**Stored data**

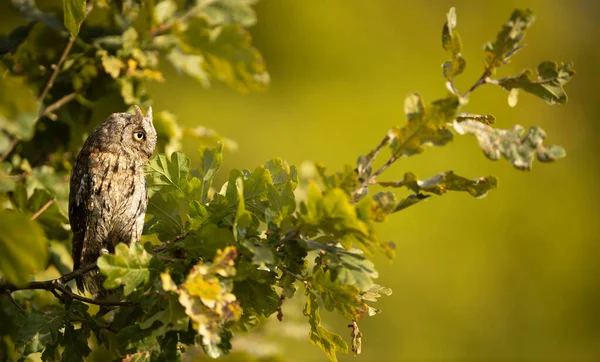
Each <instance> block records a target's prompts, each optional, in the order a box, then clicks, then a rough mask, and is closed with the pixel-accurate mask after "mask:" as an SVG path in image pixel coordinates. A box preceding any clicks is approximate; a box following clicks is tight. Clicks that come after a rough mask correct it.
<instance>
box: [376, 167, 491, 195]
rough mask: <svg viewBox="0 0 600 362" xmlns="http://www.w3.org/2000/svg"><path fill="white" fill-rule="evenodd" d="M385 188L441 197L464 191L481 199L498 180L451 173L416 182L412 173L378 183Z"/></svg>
mask: <svg viewBox="0 0 600 362" xmlns="http://www.w3.org/2000/svg"><path fill="white" fill-rule="evenodd" d="M379 185H381V186H385V187H406V188H409V189H411V190H412V191H414V192H417V193H419V192H431V193H434V194H436V195H443V194H445V193H446V191H465V192H468V193H469V194H470V195H471V196H474V197H483V196H485V195H487V192H488V191H489V190H491V189H495V188H496V187H497V186H498V179H497V178H496V177H494V176H487V177H480V178H476V179H473V180H470V179H467V178H464V177H462V176H458V175H456V174H455V173H454V172H452V171H446V172H442V173H439V174H437V175H435V176H433V177H430V178H428V179H426V180H418V179H417V176H416V175H415V174H414V173H411V172H408V173H406V174H404V180H402V181H391V182H383V181H381V182H379Z"/></svg>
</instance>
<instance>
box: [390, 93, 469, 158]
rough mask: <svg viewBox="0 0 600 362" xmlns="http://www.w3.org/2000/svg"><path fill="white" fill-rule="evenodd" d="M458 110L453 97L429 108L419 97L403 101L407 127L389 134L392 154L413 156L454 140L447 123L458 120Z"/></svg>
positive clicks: (416, 96)
mask: <svg viewBox="0 0 600 362" xmlns="http://www.w3.org/2000/svg"><path fill="white" fill-rule="evenodd" d="M458 107H459V102H458V98H457V97H456V96H454V95H449V96H448V97H447V98H444V99H440V100H437V101H435V102H433V103H432V104H431V106H429V107H426V106H425V105H424V103H423V101H422V100H421V97H420V96H419V95H418V94H416V93H415V94H411V95H410V96H408V97H407V98H406V100H405V101H404V113H406V117H407V118H408V123H407V125H406V126H404V127H402V128H399V127H396V128H394V129H392V130H391V131H390V135H391V136H392V137H393V141H392V144H391V148H392V153H393V155H394V156H395V157H396V158H399V157H402V156H412V155H414V154H418V153H421V152H423V151H424V148H423V146H425V145H434V146H443V145H445V144H447V143H448V142H450V141H452V138H453V136H452V133H451V132H450V131H449V130H448V129H447V125H446V124H447V122H451V121H452V120H453V119H454V118H455V116H456V111H457V109H458Z"/></svg>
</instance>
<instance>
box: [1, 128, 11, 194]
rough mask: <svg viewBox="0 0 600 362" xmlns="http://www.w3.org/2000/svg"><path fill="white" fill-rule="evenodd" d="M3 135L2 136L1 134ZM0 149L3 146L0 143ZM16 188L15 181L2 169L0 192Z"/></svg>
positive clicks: (6, 190) (1, 147)
mask: <svg viewBox="0 0 600 362" xmlns="http://www.w3.org/2000/svg"><path fill="white" fill-rule="evenodd" d="M0 137H1V136H0ZM0 149H2V146H1V145H0ZM14 189H15V182H14V181H13V180H12V178H10V176H9V175H8V174H6V173H5V172H4V170H2V169H0V192H10V191H12V190H14Z"/></svg>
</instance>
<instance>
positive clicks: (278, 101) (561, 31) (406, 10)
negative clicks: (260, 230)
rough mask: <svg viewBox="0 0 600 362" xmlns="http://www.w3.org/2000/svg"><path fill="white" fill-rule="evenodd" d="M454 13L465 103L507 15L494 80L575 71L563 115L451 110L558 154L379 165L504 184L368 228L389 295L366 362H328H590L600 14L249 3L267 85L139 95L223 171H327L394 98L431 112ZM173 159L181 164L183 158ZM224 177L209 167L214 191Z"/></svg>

**Work task**
Retype the data in full. Images do not go in the copy.

**Answer to this problem**
Each <instance> block records a target's prompts, each optional, in the order a box, then clicks, then a rough mask, and is closed with the pixel-accurate mask after "mask:" as an SVG path in image pixel coordinates. A box preceding any clicks is approximate; a box following clicks is tight. Clicks that come after a rough mask correct it.
<instance>
box: [376, 167, 491, 195]
rough mask: <svg viewBox="0 0 600 362" xmlns="http://www.w3.org/2000/svg"><path fill="white" fill-rule="evenodd" d="M385 188L441 197L464 191L481 199L498 180L451 173L416 182L412 173L378 183Z"/></svg>
mask: <svg viewBox="0 0 600 362" xmlns="http://www.w3.org/2000/svg"><path fill="white" fill-rule="evenodd" d="M379 185H381V186H385V187H406V188H409V189H411V190H412V191H414V192H417V193H419V192H431V193H434V194H436V195H443V194H445V193H446V191H465V192H468V193H469V194H470V195H471V196H474V197H483V196H485V195H487V192H488V191H489V190H491V189H495V188H496V187H497V186H498V179H497V178H496V177H494V176H487V177H480V178H476V179H473V180H470V179H467V178H464V177H462V176H458V175H456V174H455V173H454V172H452V171H446V172H442V173H439V174H437V175H435V176H433V177H430V178H428V179H426V180H418V179H417V176H416V175H415V174H414V173H411V172H408V173H406V174H404V180H402V181H391V182H383V181H381V182H379Z"/></svg>
</instance>
<instance>
box: [390, 93, 469, 158]
rough mask: <svg viewBox="0 0 600 362" xmlns="http://www.w3.org/2000/svg"><path fill="white" fill-rule="evenodd" d="M458 110L453 97L429 108L419 97L403 101L407 127L389 134L392 154L413 156L454 140L447 123L458 120Z"/></svg>
positive clicks: (416, 96)
mask: <svg viewBox="0 0 600 362" xmlns="http://www.w3.org/2000/svg"><path fill="white" fill-rule="evenodd" d="M458 107H459V102H458V98H457V97H456V96H454V95H449V96H448V97H447V98H444V99H440V100H437V101H435V102H433V103H432V104H431V106H429V107H426V106H425V105H424V103H423V101H422V100H421V97H420V96H419V95H418V94H416V93H415V94H411V95H410V96H408V97H407V98H406V100H405V101H404V113H406V117H407V118H408V123H407V125H406V126H404V127H402V128H399V127H396V128H394V129H392V130H391V131H390V135H391V136H392V137H393V141H392V144H391V148H392V153H393V155H394V156H395V157H396V158H399V157H402V156H412V155H414V154H418V153H421V152H423V151H424V148H423V146H425V145H434V146H443V145H445V144H447V143H448V142H450V141H452V138H453V136H452V133H451V132H450V131H449V130H448V129H447V125H446V124H447V122H451V121H452V120H453V119H454V118H455V116H456V111H457V109H458Z"/></svg>
</instance>
<instance>
box: [1, 128, 11, 194]
rough mask: <svg viewBox="0 0 600 362" xmlns="http://www.w3.org/2000/svg"><path fill="white" fill-rule="evenodd" d="M3 135L2 136L1 134ZM0 149L3 146L0 143ZM16 188L15 181L2 169L0 192Z"/></svg>
positive clicks: (6, 190) (1, 147)
mask: <svg viewBox="0 0 600 362" xmlns="http://www.w3.org/2000/svg"><path fill="white" fill-rule="evenodd" d="M0 137H1V136H0ZM0 149H2V146H1V145H0ZM14 189H15V182H14V181H13V180H12V178H10V176H9V175H8V174H6V173H5V172H4V170H2V169H0V192H10V191H12V190H14Z"/></svg>
</instance>
<instance>
positive clicks: (278, 101) (561, 31) (406, 10)
negative clicks: (260, 230)
rough mask: <svg viewBox="0 0 600 362" xmlns="http://www.w3.org/2000/svg"><path fill="white" fill-rule="evenodd" d="M454 13L465 103L507 15L494 80L575 71L563 115L451 110L558 154L379 165L504 184L368 228L389 295L366 362H328H590L600 14L249 3L267 85L139 95L223 171H327L394 98L431 112ZM173 159L181 164L183 158ZM224 177L209 167L214 191Z"/></svg>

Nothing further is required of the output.